(Stored data)
BEGIN

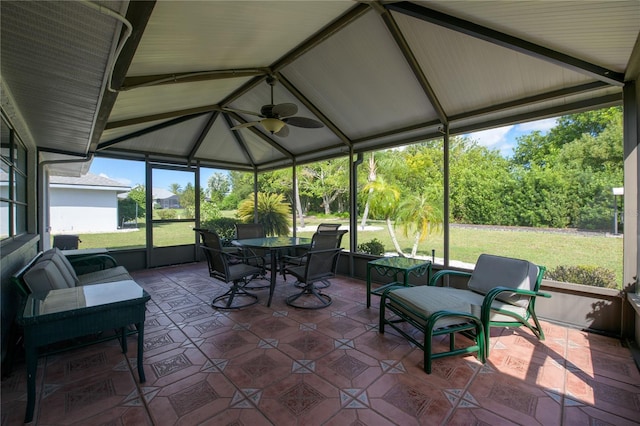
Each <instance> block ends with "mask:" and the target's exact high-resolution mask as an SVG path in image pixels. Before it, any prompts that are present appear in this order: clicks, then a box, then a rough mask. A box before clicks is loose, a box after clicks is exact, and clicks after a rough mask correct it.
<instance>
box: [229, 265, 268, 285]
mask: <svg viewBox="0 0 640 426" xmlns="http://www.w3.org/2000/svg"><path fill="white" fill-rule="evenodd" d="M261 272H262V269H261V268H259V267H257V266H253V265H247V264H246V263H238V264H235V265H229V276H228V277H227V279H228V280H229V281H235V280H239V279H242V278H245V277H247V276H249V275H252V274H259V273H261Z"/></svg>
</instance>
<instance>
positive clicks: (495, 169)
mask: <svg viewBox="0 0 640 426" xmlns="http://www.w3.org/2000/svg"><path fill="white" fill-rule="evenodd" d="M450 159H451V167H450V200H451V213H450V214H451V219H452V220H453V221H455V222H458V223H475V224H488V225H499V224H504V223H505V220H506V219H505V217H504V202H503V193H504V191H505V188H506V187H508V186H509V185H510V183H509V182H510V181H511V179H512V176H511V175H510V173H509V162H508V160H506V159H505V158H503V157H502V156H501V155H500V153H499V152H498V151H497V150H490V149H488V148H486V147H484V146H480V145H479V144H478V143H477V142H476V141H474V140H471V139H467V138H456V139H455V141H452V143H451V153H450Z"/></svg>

END
BEGIN

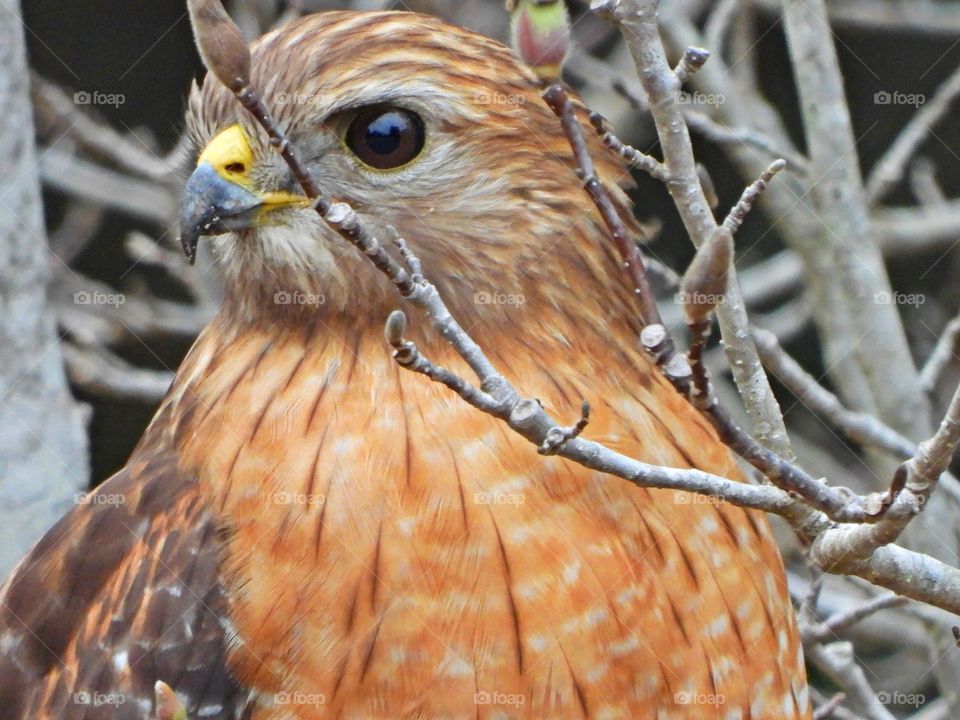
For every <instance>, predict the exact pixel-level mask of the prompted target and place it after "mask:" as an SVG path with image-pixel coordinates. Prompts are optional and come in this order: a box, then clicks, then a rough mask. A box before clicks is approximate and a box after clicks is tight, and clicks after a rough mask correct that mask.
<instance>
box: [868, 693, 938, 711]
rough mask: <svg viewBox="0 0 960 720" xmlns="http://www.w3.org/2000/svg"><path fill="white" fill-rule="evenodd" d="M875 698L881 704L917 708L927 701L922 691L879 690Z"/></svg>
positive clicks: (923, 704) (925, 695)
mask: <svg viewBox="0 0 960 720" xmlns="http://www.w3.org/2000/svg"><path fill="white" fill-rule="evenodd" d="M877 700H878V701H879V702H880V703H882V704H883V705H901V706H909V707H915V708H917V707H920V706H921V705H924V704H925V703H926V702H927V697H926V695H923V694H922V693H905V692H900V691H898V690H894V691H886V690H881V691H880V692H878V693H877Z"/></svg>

END

WHAT TO WORK ON
Could you find each line in the entries that contains the string "correct" and copy it?

EXPECTED ANSWER
Each <instance> block ends with "mask:" and the target's exact high-resolution mask as an SVG path in image pixels. Before it, any prompts that are present appear in this order: clicks, then a box, then a rough mask. A box before clicks is loose, a box after clicks is exact, and clicks after a rough mask correct it.
For every <instance>, predict the exact pixel-level mask of the prompted target and place it after "mask:" as an SVG path with image-pixel coordinates. Prompts are optional and come in this order: a box, then clicks, then a rough mask. A box before clicks is approximate and a box after clicks is tight, and clicks after a rough mask correct that mask.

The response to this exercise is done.